TEXT SECTION:
As in “Season 2, Episode 3,” where the eight-bit sounds recreate a life-like video game, the musical representation of each character, brings in a new array of sounds, substantially different between tracks.

“”How To Be A Human Being” is rife with ZABA-isms – immense detail, tiny sample fragments, gloopy textures – and “Mama’s Gun” closer to the band’s misty roots than their dazzling future, but the jagged hip-hop of “Cane Shuga”, the freakout riffs in “Take A Slice”, and “Pork Soda”’s spiraling mayhem all prove that Glass Animals have plenty in the chamber to keep us guessing,” wrote Day. 

For some critics and fans Glass Animals’  new album was too big of a jump and was seen as mainstream and inconsistent with their style.

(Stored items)
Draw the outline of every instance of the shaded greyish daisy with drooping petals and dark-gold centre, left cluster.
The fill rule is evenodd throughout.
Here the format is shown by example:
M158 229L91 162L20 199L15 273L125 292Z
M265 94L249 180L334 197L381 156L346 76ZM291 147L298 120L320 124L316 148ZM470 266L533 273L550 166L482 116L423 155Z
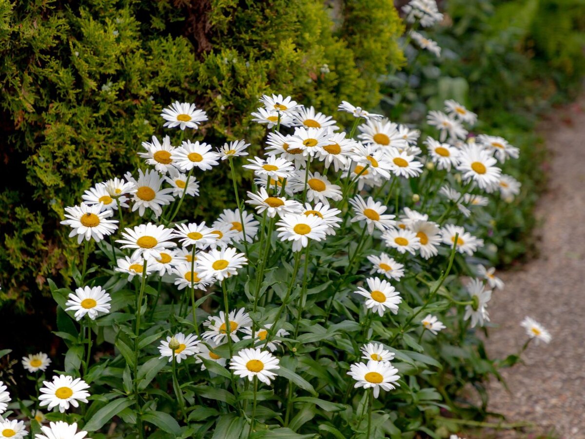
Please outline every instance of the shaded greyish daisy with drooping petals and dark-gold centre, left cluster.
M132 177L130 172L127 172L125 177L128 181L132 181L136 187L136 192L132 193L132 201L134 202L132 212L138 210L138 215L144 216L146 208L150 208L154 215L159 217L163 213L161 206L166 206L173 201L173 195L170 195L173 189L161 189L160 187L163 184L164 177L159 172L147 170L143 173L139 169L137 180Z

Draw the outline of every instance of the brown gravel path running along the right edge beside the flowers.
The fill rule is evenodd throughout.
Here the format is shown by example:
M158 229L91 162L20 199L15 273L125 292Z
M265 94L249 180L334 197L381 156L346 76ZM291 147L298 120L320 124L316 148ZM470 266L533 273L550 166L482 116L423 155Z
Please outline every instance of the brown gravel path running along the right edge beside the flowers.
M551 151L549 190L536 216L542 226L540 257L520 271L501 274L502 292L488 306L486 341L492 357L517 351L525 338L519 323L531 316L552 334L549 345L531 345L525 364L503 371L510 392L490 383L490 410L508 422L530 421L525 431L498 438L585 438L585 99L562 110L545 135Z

==

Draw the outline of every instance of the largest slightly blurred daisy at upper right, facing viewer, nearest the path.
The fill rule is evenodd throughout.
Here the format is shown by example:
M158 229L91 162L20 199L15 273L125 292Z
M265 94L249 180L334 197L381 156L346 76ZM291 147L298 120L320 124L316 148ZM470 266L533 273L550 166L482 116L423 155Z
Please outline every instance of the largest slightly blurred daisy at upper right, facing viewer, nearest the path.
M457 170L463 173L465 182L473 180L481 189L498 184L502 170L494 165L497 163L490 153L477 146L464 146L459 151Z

TASK REQUIREMENTS:
- A) Say whether each statement agrees with the Glass Animals text, answering yes or no and quoting the words that decide it: (i) Day said "Mama's Gun" is closer to the band's misty roots than to their dazzling future; (ii) in "Season 2, Episode 3," the eight-bit sounds recreate a life-like video game; (iii) every critic and fan welcomed the style of the new album.
- B) Write the next part of the Glass Animals text, picking up after its final sentence.

TASK-BY-TASK ANSWERS:
- A)
(i) Yes: "“Mama’s Gun” closer to the band’s misty roots than their dazzling future"
(ii) Yes: "the eight-bit sounds recreate a life-like video game"
(iii) No: "too big of a jump and was seen as mainstream and inconsistent with their style"

- B)
“The sounds they had from the very beginning are fairly nonexistent this time around, replaced by a bombastic, indie/pop/hip-hop twist that buries all the subtlety that “Zaba” was absolutely drenched in. It’s lighter, it’s louder, it’s happier, it’s more mainstream,” commented the fan ninja200 on metacritic

Despite criticisms, “How to be a Human Being” received a positive worldwide acclaim and the band is currently off to another tour, with tickets being sold by the dozen. The artistic growth in “How to be a Human Being” is evident in their precise and vivid images of each persona, coinciding with a grittier and rawer sound that the band mixed perfectly with their atmospheric grooves from the first album.

Music critic Mandy Freebairn wrote, “All the stories, sounds, and characters come together to form an album that plays like a colorful collage of life: It doesn’t flow perfectly, but maybe that was never the point.”